TASK TO CARRY OUT:
Your job is to copy the lines from the material that include "flag".
::::::
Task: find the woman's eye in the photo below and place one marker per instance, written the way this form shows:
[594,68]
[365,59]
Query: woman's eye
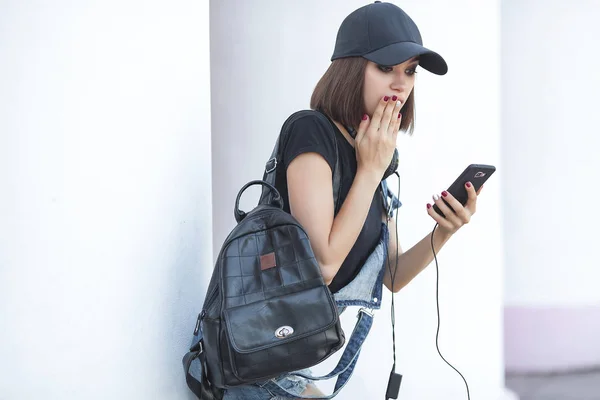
[383,68]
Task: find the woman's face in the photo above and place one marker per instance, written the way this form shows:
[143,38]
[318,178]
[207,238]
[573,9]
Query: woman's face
[397,80]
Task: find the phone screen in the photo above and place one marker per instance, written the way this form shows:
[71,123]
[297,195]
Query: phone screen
[477,174]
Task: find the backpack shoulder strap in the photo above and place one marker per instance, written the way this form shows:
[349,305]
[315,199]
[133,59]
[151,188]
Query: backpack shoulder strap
[271,168]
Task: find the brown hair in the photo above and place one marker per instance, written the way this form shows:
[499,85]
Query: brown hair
[339,94]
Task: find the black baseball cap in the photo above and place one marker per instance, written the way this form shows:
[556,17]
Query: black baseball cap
[385,34]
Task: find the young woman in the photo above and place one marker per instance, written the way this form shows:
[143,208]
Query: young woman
[368,96]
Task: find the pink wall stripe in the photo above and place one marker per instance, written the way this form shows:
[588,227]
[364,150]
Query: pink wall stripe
[543,339]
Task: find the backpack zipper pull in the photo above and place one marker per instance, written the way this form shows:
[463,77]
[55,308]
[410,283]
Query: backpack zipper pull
[200,318]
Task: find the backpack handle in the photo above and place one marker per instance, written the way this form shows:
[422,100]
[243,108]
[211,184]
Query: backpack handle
[276,200]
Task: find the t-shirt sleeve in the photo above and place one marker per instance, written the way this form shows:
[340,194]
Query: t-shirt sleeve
[309,134]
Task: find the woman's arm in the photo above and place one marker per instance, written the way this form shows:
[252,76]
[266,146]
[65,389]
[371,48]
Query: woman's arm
[414,260]
[310,192]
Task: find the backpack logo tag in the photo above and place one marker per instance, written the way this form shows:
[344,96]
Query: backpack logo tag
[284,332]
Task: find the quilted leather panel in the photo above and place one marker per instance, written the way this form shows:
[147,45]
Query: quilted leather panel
[243,280]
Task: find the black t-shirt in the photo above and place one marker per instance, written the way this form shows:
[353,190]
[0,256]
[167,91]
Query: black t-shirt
[309,134]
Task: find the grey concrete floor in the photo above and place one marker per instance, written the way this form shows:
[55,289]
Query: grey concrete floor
[583,385]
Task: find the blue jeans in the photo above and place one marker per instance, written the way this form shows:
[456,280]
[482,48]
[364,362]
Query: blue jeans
[260,391]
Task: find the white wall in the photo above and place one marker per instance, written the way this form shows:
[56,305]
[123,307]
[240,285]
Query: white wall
[550,142]
[550,119]
[105,207]
[266,57]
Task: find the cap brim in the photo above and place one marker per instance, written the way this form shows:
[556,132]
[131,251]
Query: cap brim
[398,53]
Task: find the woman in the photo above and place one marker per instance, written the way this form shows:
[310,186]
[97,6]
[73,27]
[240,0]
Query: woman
[368,89]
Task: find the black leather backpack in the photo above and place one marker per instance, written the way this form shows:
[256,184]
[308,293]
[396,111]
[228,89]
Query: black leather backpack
[267,310]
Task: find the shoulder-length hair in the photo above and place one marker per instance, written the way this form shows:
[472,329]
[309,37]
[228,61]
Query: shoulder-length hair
[339,94]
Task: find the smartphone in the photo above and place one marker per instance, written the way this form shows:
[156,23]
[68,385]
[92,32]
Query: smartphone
[477,174]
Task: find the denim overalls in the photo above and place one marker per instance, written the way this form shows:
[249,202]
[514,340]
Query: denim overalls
[365,291]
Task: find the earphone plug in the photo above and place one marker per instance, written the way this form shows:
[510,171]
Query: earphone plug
[393,386]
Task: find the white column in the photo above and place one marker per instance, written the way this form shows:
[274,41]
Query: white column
[550,149]
[105,206]
[266,58]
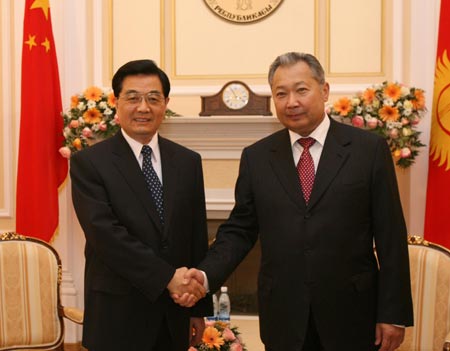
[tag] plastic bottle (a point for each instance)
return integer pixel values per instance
(215, 315)
(224, 305)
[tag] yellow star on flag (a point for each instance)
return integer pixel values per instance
(31, 41)
(41, 4)
(46, 44)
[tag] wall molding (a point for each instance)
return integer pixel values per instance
(7, 100)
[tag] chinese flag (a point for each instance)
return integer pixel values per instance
(437, 215)
(41, 169)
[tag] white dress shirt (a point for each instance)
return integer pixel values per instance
(137, 147)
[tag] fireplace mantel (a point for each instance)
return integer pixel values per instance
(218, 138)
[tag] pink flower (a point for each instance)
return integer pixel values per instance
(358, 121)
(405, 152)
(74, 123)
(372, 123)
(393, 133)
(87, 132)
(65, 152)
(228, 335)
(236, 347)
(415, 121)
(102, 126)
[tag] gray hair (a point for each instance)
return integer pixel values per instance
(291, 58)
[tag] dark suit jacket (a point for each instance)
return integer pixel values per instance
(130, 257)
(320, 257)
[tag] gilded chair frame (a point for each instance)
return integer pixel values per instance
(13, 337)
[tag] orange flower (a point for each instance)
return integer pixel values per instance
(343, 106)
(419, 102)
(92, 116)
(393, 91)
(111, 100)
(93, 93)
(77, 143)
(211, 337)
(74, 101)
(389, 114)
(368, 96)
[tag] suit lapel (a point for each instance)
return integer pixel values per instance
(333, 157)
(170, 174)
(127, 164)
(284, 168)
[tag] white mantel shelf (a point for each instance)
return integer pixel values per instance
(218, 137)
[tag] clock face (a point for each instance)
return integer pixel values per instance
(235, 96)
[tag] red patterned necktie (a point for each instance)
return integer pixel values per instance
(305, 167)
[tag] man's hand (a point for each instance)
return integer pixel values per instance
(184, 290)
(197, 326)
(389, 336)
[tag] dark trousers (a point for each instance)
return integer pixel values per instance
(312, 339)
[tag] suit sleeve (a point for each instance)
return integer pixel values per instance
(119, 256)
(200, 239)
(390, 233)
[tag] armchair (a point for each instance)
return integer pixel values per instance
(430, 284)
(31, 314)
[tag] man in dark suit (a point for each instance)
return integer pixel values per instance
(136, 237)
(319, 285)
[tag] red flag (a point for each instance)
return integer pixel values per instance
(437, 215)
(41, 169)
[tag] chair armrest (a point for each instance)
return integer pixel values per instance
(447, 343)
(74, 314)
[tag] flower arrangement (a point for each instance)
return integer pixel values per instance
(220, 336)
(91, 118)
(390, 110)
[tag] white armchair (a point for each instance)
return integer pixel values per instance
(31, 314)
(430, 284)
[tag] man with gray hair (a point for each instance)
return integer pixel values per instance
(318, 195)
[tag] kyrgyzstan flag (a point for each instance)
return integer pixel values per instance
(437, 215)
(41, 169)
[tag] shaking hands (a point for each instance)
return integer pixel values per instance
(186, 286)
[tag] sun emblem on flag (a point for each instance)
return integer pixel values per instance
(440, 123)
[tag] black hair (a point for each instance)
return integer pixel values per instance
(137, 67)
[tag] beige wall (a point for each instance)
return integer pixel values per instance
(201, 52)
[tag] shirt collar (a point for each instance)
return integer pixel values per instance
(136, 146)
(319, 134)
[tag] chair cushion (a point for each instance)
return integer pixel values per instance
(28, 295)
(430, 284)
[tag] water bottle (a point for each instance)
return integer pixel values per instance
(215, 315)
(224, 305)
::::::
RESULT OF THE TASK:
[tag] yellow star on flag (a point for each instance)
[tag] chinese flag (a point for each instance)
[tag] red flag (a point for each instance)
[tag] kyrgyzstan flag (a point for each instance)
[tag] sun emblem on flag (a point for each instance)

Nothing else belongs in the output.